:: WHAT YOU ARE ASKED TO DO ::
Output all of the data exactly, keeping any images out of the copy.

:: DATA LISTING ::

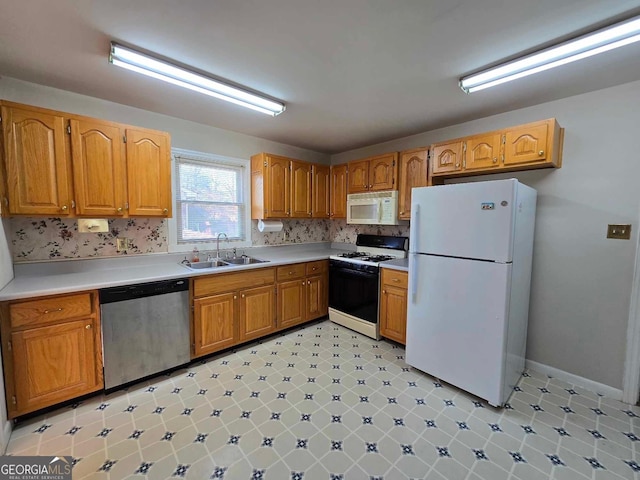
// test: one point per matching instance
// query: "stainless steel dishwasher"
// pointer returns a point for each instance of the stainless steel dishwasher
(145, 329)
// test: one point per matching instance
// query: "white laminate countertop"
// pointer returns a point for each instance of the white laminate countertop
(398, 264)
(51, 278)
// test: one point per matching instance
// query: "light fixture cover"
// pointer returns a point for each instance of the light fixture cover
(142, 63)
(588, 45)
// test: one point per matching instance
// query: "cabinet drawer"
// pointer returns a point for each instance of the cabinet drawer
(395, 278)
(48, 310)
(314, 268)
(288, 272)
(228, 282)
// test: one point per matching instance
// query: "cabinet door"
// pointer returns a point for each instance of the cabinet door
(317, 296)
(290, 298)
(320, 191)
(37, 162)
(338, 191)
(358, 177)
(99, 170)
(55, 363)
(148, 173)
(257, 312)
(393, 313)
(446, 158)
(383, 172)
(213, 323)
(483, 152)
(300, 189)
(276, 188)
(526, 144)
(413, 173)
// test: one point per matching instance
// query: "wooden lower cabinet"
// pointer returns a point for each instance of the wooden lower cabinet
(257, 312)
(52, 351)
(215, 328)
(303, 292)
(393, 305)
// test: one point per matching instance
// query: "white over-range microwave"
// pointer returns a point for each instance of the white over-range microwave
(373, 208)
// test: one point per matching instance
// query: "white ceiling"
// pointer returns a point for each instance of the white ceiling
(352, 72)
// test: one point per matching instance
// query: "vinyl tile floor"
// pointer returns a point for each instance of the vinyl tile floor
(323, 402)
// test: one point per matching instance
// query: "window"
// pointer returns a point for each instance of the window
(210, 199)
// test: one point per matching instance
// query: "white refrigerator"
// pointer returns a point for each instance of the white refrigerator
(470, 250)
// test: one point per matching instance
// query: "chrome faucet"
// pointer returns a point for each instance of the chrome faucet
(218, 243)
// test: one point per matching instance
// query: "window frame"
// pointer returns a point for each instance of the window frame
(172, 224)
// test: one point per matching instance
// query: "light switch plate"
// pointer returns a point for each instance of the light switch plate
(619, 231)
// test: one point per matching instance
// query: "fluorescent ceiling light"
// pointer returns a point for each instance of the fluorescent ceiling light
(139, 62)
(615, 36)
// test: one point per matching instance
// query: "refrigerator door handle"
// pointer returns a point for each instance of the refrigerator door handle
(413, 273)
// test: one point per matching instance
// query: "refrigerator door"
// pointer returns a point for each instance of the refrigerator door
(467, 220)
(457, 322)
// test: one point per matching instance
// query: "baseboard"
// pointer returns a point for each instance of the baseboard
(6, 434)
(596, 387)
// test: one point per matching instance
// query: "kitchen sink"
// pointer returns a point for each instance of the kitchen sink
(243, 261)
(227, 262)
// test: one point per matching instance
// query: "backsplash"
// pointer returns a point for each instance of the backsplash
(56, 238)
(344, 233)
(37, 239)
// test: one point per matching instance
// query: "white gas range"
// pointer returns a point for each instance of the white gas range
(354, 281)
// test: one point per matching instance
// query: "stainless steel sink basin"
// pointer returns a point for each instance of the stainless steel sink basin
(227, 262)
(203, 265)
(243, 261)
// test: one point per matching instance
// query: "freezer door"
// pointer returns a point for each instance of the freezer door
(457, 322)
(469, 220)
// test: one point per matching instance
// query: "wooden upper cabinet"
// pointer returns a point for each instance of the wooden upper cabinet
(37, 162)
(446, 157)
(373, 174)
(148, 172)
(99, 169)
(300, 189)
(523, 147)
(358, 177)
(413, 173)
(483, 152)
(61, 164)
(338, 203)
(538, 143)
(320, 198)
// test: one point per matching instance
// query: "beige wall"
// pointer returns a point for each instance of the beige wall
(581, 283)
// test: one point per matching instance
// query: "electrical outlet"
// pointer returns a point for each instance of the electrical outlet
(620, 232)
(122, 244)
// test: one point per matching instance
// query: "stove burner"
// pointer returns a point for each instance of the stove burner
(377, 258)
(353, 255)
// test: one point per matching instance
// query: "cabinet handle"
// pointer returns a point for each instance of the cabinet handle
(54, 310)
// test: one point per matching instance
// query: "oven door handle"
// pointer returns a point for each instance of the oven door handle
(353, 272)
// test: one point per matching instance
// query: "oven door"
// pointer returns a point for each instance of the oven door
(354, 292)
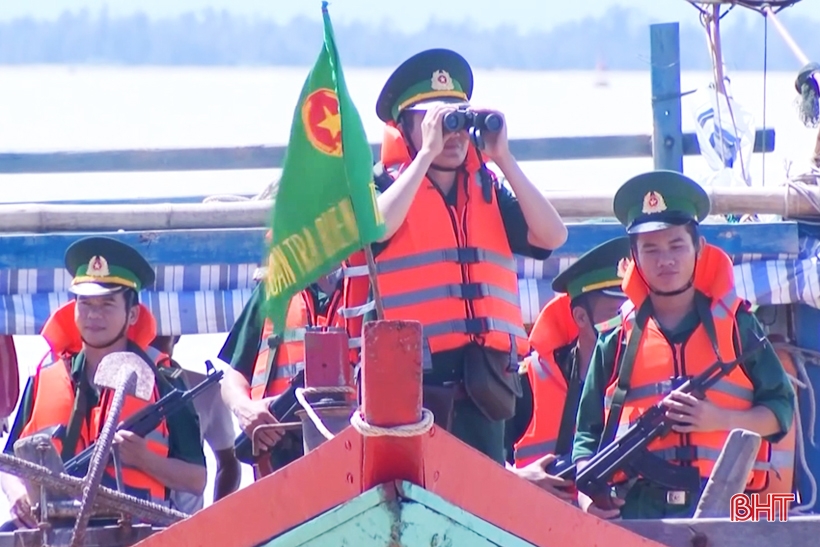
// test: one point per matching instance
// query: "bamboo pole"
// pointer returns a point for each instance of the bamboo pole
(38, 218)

:: EXPECTED OUTPUT ::
// test: one point per matching instance
// query: "stainless steel dishwasher"
// pointer returns a point for each instance of the stainless steel dishwasher
(145, 329)
// test: one point per matching instance
// query: "white laminate countertop"
// pointer returns a point for each instance of the white laminate countertop
(398, 264)
(51, 278)
// test: one point per matching instance
// query: "light fixture cover"
// pointer returns a point for each instance of the light fixture cover
(142, 63)
(588, 45)
// test: one point per matching instance
// query: "cabinet drawer"
// pointer returns a point for each instance of the cabinet drawer
(395, 278)
(48, 310)
(314, 268)
(288, 272)
(228, 282)
// test: one point per matching instance
// query: "cabinet door"
// pointer returns a point for each instance of the cabinet door
(317, 296)
(290, 298)
(320, 191)
(37, 162)
(338, 191)
(358, 177)
(99, 170)
(55, 363)
(148, 173)
(257, 312)
(393, 313)
(446, 158)
(383, 172)
(213, 323)
(483, 152)
(300, 189)
(276, 188)
(526, 144)
(413, 173)
// test: one point per matching instance
// query: "wooden lower cabinet"
// pointer returns a point for each instance of the wooden lower cabinet
(257, 312)
(52, 351)
(215, 328)
(303, 292)
(393, 305)
// test: one point per matching instance
// query: "white over-range microwave"
// pointer returns a point for each instance of the white over-range microwave
(373, 208)
// test: one point per matching instance
// query: "white ceiling"
// pointer returns a point for each instance of the white ceiling
(352, 72)
// test: one point per matching instance
// query: "vinyl tile floor"
// pointer returns a point for each instance of the vinyl tile floor
(323, 402)
// test: one point per matching instance
// query: "window"
// pointer returns a point for each instance of the window
(210, 199)
// test: one point per matching instance
// query: "white refrigerator"
// pointer returns a point for each instance of the white refrigerator
(470, 250)
// test: one point per matching instance
// query: "chrome faucet"
// pointer returns a point for each instance of the chrome faucet
(218, 243)
// test: one point per matching instance
// query: "window frame"
// pointer returns a point for each instance of the window frame
(172, 224)
// test: one point per matching instance
// query: "light switch plate"
// pointer returns a point for each instance of the light switch plate
(619, 231)
// test: one point per matching instance
// query: "fluorescent ceiling light"
// pointer returns a point for each instance of the fluorescent ceiling light
(139, 62)
(615, 36)
// test: one point per matching instance
// query: "refrigerator door handle"
// pointer returns a point for each instance of the refrigerator door handle
(413, 273)
// test: one point per matching instance
// query: "refrigerator door"
// pointer returns a point for each instance of the refrigerator door
(467, 220)
(457, 322)
// test: one point per matching instance
// query: "baseboard"
// pointer returns a point for each instance of the baseboard
(6, 434)
(596, 387)
// test: one point per matching instance
// query: "kitchen sink"
// pointer returns a point for each instance of the kitchen sink
(243, 261)
(227, 262)
// test: one point per matching instance
// query: "backsplash"
// pointer returns a point for each instance of the backsplash
(56, 238)
(344, 233)
(37, 239)
// test: one point per matching instance
// query: "white gas range"
// pointer returns a point for each instance of the white gas range
(354, 281)
// test: one point per matching instance
// query: "stainless steel sink basin"
// pointer returns a point for each instance of the stainless steel sink basin
(227, 262)
(203, 265)
(243, 261)
// test: one point per matching instance
// query: "freezer door"
// pointer returns a point for each instance of the freezer door
(457, 322)
(469, 220)
// test: one point per matching instance
// query: "wooden upper cabinet"
// pointer returns a point for each instance of the wooden upper cabinet
(37, 162)
(446, 157)
(373, 174)
(148, 172)
(99, 169)
(300, 189)
(523, 147)
(358, 177)
(413, 173)
(483, 152)
(61, 164)
(338, 203)
(538, 143)
(320, 198)
// test: one point per matching instance
// query: "beige wall"
// pointer returns a point for each instance of the beige wall
(581, 283)
// test: one point per matching instance
// query: "electrical outlet"
// pointer returns a point for each instance of the electrical outlet
(620, 232)
(122, 244)
// test: one point per matching instance
// query: "stove burner"
// pointer returns a point for each instance of the stove burner
(377, 258)
(353, 255)
// test: one point per matching instance
// query: "cabinet handle"
// pointer returns a point for each instance of the cabinet handle
(54, 310)
// test: one point per matching instance
// query: "oven door handle"
// pointer returns a point for each instance of the oven door handle
(353, 272)
// test: one point per matching instance
// query: "oven door"
// pointer returns a point for each instance of the oven door
(354, 292)
// test: one point per matching instance
// query: "bamboo pole"
// pointer returns a point for each instance of the bamboo pole
(38, 218)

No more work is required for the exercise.